[What to do]
Rewrite the data below with every "onion dome" changed to "bulb-shaped dome" and nothing else altered, leaving out the pictures.

[Materials provided]
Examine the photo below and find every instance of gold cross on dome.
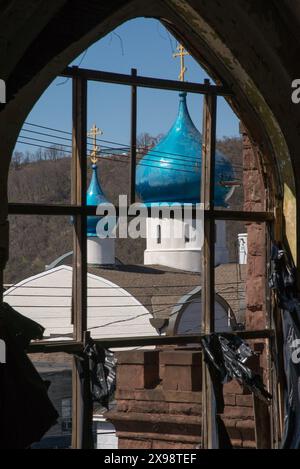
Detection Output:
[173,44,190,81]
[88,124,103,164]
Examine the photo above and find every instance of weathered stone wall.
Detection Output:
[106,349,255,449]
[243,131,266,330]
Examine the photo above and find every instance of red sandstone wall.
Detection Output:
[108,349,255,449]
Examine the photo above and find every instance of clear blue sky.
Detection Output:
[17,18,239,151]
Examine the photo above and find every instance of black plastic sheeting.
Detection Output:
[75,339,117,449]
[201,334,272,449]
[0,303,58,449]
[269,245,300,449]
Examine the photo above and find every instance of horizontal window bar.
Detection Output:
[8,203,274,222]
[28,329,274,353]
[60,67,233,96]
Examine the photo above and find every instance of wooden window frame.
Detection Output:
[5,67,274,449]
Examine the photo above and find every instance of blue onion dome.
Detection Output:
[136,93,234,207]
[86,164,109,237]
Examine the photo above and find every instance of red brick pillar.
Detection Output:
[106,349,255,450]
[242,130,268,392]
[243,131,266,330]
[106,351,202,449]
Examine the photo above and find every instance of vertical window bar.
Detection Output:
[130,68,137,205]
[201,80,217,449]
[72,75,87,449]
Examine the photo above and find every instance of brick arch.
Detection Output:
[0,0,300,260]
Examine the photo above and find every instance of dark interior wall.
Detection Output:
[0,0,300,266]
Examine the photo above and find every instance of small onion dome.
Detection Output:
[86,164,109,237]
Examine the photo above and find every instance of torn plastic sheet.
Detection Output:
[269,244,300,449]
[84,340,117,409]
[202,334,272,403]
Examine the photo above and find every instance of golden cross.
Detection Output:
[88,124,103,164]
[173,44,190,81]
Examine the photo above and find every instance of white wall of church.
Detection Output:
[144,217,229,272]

[Response to this task]
Examine the photo below and find every instance of gold cross on dome.
Detection Output:
[173,44,190,81]
[88,124,103,164]
Examine the photo above and find every instance of weathered stone wall.
Detection Output:
[106,349,255,449]
[243,131,266,330]
Examine the photo above and find every instance of red sandstone wall.
Detection Output:
[108,349,255,449]
Examine the photo above and find every instance of clear blue sky.
Detection Output:
[17,18,239,151]
Examine the photo above and find every instance of black plastic sheeting.
Detection Output:
[75,339,117,449]
[201,334,272,449]
[0,303,58,449]
[269,245,300,449]
Examine the photo above and find every instance of horizontal window bar.
Detection Output:
[8,203,274,222]
[28,329,274,353]
[60,67,233,96]
Examine the photo above and find every instance of wooden window frame.
Detection Output:
[5,67,274,449]
Examine the photo above and find every instance of blue bulb-shaped dome.
Detection Output:
[136,93,234,207]
[86,164,109,237]
Examine the photo above and find every instance of red brick pillar.
Detection Output:
[106,349,255,450]
[242,130,268,392]
[243,131,266,330]
[106,351,202,449]
Examine the photo above and find every instance of vertical window bar.
Detection Output:
[130,68,137,205]
[201,80,217,449]
[72,75,87,449]
Examine the photo above and find every instance of brick arch.
Detection Output:
[0,0,300,260]
Examine the photo above and find every instance of dark interior wall.
Detection Output:
[0,0,300,266]
Examine the photo above and find every instance of small bulb-shaped dome.
Detection Output:
[86,164,109,237]
Examine the photo above and find every instance of torn plastic sheet.
Detection Output:
[269,244,300,449]
[84,340,117,409]
[202,334,272,403]
Examine the photo above and find every instance of golden cross.
Detection Output:
[88,124,103,164]
[173,44,190,81]
Examine the photo above and find every instance of white wall of church.
Detection Output:
[144,217,229,272]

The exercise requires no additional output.